(Region outline entries)
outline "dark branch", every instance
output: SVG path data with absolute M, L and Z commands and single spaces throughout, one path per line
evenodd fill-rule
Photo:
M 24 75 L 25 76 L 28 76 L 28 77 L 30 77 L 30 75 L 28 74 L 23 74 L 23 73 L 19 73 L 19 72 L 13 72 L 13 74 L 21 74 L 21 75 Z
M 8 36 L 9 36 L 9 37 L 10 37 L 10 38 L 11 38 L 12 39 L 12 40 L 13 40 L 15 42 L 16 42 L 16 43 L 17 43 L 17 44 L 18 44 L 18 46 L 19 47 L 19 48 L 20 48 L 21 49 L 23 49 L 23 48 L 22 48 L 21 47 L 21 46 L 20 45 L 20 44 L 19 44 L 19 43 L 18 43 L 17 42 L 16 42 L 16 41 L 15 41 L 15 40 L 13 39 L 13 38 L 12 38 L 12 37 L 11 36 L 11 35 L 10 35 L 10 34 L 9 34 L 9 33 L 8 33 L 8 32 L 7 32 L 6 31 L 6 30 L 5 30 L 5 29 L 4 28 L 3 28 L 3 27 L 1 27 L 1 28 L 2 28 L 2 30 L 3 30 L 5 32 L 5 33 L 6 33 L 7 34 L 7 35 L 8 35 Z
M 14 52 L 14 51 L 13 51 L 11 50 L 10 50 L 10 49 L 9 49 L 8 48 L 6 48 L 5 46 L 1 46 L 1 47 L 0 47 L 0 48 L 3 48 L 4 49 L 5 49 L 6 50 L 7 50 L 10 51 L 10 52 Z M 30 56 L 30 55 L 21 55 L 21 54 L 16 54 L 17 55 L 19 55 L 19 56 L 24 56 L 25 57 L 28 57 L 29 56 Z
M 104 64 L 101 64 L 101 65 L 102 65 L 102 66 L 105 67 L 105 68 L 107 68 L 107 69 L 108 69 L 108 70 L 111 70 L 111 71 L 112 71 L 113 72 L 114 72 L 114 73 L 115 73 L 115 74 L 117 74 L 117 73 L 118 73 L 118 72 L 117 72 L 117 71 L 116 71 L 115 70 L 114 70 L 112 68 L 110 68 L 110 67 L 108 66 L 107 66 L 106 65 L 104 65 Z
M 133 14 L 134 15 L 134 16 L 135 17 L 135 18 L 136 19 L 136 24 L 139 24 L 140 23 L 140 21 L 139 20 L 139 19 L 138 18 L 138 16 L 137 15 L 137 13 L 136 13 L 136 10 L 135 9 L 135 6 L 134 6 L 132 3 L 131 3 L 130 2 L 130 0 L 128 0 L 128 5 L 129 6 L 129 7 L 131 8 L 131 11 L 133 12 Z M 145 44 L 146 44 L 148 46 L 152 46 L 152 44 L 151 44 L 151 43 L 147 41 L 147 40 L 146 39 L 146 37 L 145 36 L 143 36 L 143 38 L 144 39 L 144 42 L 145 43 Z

--

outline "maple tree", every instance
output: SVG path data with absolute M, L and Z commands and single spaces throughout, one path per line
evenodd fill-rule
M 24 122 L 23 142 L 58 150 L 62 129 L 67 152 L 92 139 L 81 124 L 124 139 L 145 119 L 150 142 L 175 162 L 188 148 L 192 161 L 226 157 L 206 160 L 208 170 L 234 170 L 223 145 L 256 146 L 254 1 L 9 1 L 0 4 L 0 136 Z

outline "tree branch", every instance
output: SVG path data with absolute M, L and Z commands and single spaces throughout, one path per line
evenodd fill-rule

## Task brief
Collect each line of the records that contains the word "every", matching case.

## Written solution
outline "dark branch", every instance
outline "maple tree", every instance
outline "tree branch", every instance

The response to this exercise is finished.